**BRANO DEL DOCUMENTO**

■ ■ ■ ■ ■


[7] Luca (1:26) conosce il nome dell'angelo e precisa che si chiama Gabriele, ma non sappiamo da quale fonte abbia tratto questa informazione.

[8] Questa predizione, non più del nome di Nazaret, non si trova per nulla nella Bibbia.

[9] Luca sostituisce l'Adorazione dei Magi con quella dei Pastori, che possiede un'apparenza un po' meno chimerica.

[10] La lista di nove personaggi data da Matteo, tra Zorobabele e Giuseppe, suppone in questi antenati di Cristo, una longevità notevole di gran lunga superiore alla media, e una conservazione della virilità ancora più sorprendente: ciascuno di loro avrebbe dovuto avere quasi sessanta anni, quando ha generato il suo primogenito! Sotto questo aspetto, sono quasi altrettanto fantastici dei Dodici Patriarchi dell'Antico Testamento! Ci sono, infatti, più di 530 anni tra Zorobabele e la nascita di Gesù.

[11] Un'opera apocrifa: il Vangelo dell'Infanzia, ricolma, al contrario, questo intervallo di miracoli operati dal divino bambino, fatto che annuncia meglio la sua missione futura rispetto all'entrata improvvisa nel contenuto dei libri ammessi dal Canone ecclesiastico. Allo stesso modo, un altro apocrifo, il Vangelo della nascita di Maria, ci insegna il nome del padre e della madre della Vergine, Gioacchino e Anna, nomi che la Chiesa ha trattenuto, pur respingendo il resto di queste favole.

■ ■ ■ ■ ■

[Voci di dati raccolte]
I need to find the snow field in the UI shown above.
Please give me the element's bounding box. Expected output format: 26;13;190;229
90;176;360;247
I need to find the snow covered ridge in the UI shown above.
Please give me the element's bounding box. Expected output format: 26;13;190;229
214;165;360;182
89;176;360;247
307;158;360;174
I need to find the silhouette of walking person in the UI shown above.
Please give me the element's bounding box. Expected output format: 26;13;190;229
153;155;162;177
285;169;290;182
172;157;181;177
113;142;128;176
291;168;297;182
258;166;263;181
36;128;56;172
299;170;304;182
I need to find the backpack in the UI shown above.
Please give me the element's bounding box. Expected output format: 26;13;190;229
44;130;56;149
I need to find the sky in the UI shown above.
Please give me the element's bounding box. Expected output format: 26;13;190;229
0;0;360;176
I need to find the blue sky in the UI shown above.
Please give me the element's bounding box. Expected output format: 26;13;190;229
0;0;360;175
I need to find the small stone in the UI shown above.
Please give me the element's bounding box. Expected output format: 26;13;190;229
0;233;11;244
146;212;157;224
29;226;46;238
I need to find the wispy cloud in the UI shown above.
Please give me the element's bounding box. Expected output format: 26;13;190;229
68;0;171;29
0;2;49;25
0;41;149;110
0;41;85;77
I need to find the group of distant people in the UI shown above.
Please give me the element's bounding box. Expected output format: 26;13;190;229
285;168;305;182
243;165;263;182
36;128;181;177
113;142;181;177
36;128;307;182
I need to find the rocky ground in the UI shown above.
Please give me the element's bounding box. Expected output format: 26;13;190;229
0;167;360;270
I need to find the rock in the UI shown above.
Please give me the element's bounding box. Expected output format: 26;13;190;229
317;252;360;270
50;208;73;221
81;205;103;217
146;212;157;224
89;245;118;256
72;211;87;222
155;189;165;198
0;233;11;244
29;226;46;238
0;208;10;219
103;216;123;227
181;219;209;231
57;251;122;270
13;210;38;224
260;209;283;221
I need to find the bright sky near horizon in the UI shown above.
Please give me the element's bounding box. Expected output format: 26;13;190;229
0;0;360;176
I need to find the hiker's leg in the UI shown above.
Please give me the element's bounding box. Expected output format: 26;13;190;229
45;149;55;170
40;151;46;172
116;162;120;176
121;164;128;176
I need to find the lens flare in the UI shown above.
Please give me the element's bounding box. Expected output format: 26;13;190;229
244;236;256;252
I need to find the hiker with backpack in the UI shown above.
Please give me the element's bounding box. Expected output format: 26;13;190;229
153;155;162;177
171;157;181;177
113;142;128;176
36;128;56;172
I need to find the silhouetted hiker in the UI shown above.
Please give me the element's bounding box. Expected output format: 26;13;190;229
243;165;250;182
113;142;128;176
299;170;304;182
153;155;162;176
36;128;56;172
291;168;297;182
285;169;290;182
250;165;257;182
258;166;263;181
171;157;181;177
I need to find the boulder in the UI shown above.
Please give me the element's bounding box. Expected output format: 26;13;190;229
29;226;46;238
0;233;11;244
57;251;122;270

■ ■ ■ ■ ■

**DESCRIZIONE DEL COMPITO**
Elenca tutti gli scritti che il brano sui Vangeli nomina con il loro titolo. I dati non hanno alcun rapporto con il brano.

**ESERCIZIO SVOLTO**
- Bibbia
- Antico Testamento
- Vangelo dell'Infanzia
- Vangelo della nascita di Maria